■ Exercise: Quote the records word for word from their start through the line containing "positive clicks: (391, 312)", leaving out the pictures.

■ Provided records:
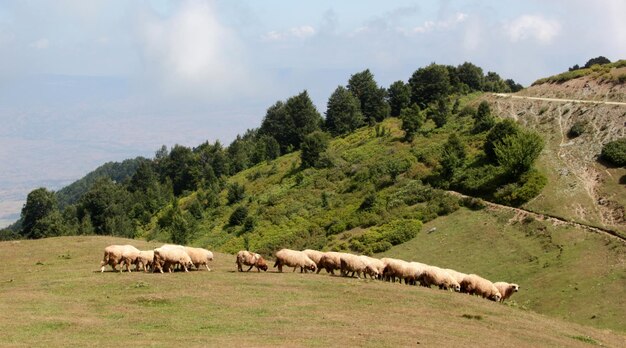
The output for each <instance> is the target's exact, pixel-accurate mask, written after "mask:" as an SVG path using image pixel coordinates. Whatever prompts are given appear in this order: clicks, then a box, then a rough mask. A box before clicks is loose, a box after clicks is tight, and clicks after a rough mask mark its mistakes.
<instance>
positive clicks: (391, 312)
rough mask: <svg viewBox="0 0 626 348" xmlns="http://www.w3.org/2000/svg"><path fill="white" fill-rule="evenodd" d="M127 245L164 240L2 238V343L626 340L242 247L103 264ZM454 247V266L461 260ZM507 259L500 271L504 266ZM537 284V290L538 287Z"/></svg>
mask: <svg viewBox="0 0 626 348" xmlns="http://www.w3.org/2000/svg"><path fill="white" fill-rule="evenodd" d="M461 213H462V211H461ZM450 218H451V219H452V218H454V216H451V217H450ZM436 233H440V234H432V235H428V236H429V237H430V238H431V239H433V241H432V244H431V245H435V244H436V243H437V241H436V239H440V238H443V236H445V235H446V234H444V233H448V232H444V231H442V230H441V229H440V230H439V232H436ZM450 233H451V232H450ZM422 237H423V236H422ZM418 238H419V237H418ZM418 238H416V240H415V243H416V244H419V243H420V242H421V240H418ZM459 242H460V241H459ZM495 242H496V243H494V245H495V246H496V248H495V249H496V250H499V251H502V250H500V247H498V245H500V244H499V243H497V241H495ZM123 243H132V244H134V245H136V246H137V247H139V248H148V247H154V246H155V244H150V243H146V242H142V241H135V240H132V241H130V240H125V239H119V238H112V237H61V238H51V239H45V240H32V241H14V242H2V243H0V255H2V256H3V263H4V264H3V266H4V267H3V268H2V271H1V272H0V308H2V310H1V311H0V327H2V328H3V330H2V335H0V346H105V345H106V346H118V345H124V346H129V345H133V346H138V347H139V346H147V345H150V346H376V347H385V346H393V347H396V346H409V345H410V346H415V345H417V344H421V345H426V346H433V345H439V346H442V345H443V346H451V345H454V346H457V345H458V346H460V345H470V346H499V347H507V346H518V347H519V346H581V347H583V346H589V345H590V344H596V345H603V346H613V347H618V346H623V344H624V342H625V340H626V337H624V335H623V331H622V332H621V333H620V332H616V331H611V330H608V329H598V328H593V327H589V326H583V325H579V324H576V323H571V322H568V321H565V320H561V319H558V318H555V317H553V316H547V315H542V314H537V313H535V312H534V311H530V310H523V309H522V308H520V307H516V306H508V305H503V304H497V303H493V302H490V301H486V300H482V299H479V298H475V297H471V296H468V295H462V294H455V293H451V292H445V291H441V290H435V289H432V290H430V289H425V288H419V287H408V286H405V285H398V284H389V283H382V282H378V281H371V280H368V281H363V280H357V279H348V278H342V277H333V276H329V275H326V274H319V275H311V274H299V273H291V272H287V273H283V274H278V273H274V272H267V273H261V274H259V273H256V272H250V273H237V272H236V266H235V264H234V256H232V255H226V254H219V253H216V257H215V261H214V264H213V265H212V269H213V271H212V272H207V271H194V272H191V273H189V274H185V273H173V274H146V273H139V272H133V273H131V274H129V273H123V274H119V273H115V272H110V271H109V272H105V273H100V272H98V270H99V269H98V268H99V262H100V260H101V258H102V255H101V253H102V250H103V248H104V247H105V246H107V245H109V244H123ZM465 247H469V246H468V245H465ZM449 248H461V246H459V245H450V246H449ZM391 251H392V252H393V253H395V254H397V255H399V256H400V255H403V254H402V253H403V250H402V249H400V248H396V249H392V250H391ZM512 253H513V252H512ZM515 253H519V251H516V252H515ZM454 254H455V252H454V251H451V252H450V255H451V256H450V258H449V260H450V264H451V266H462V263H461V262H462V261H461V259H458V261H456V262H457V263H453V262H452V260H453V257H452V255H454ZM424 255H426V253H424ZM455 260H456V259H455ZM584 260H585V259H584V258H582V259H581V262H584ZM426 261H427V260H426ZM496 266H497V265H494V274H503V273H499V272H503V271H502V270H499V269H498V267H496ZM459 268H461V267H459ZM511 272H512V273H510V275H511V276H513V275H514V274H515V272H519V274H522V273H524V272H527V270H526V269H524V268H522V269H520V270H519V271H511ZM322 273H323V272H322ZM531 273H532V272H531ZM527 287H528V290H527V291H528V292H529V293H533V294H534V295H529V296H531V298H532V296H539V295H537V294H536V293H535V291H534V290H531V289H534V288H533V287H534V285H532V286H531V285H530V284H529V285H527ZM516 296H518V295H516ZM526 296H527V295H523V293H522V294H519V299H518V300H522V299H525V298H526ZM546 296H549V294H546ZM622 298H623V297H622ZM621 320H622V325H623V320H624V318H623V313H622V316H621Z"/></svg>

■ Answer space:
The output for each <instance> is the target's exact, pixel-accurate mask, written after "mask:" as an SVG path using image pixel coordinates. Whatever prompts are given appear in this order: clicks, then a box, then a rough mask. A box before clicks is loose, a box after clicks is tight, and clicks after a rough mask mark its mistakes.
<instance>
positive clicks: (391, 312)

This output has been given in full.